**PROBLEM REQUIREMENTS**:
Output the data below as a two-column CSV with the header instruction,response. Give one row for each instruction, with its text in the first field and its answer in the second, each field in double quotes and line breaks replaced by spaces, and leave out the pictures.

**MATERIALS PROVIDED**:
──────────
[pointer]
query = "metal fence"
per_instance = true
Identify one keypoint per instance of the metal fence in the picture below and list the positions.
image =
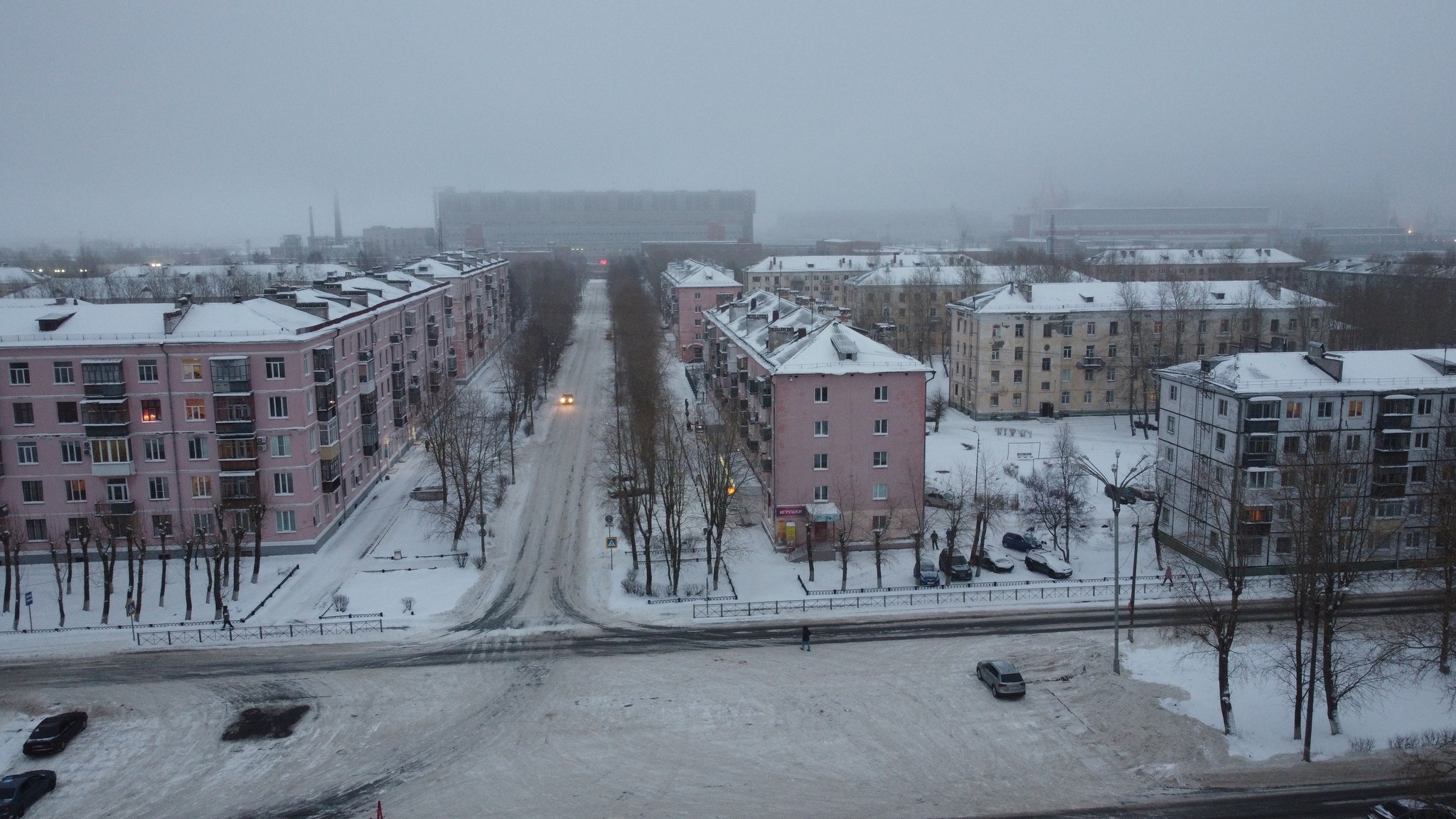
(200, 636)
──────────
**RESULT**:
instruction,response
"[pointer] query = ""metal fence"" per_instance = true Identify one keypoint per instance of the metal fence in the picture below and list the positions. image =","(200, 636)"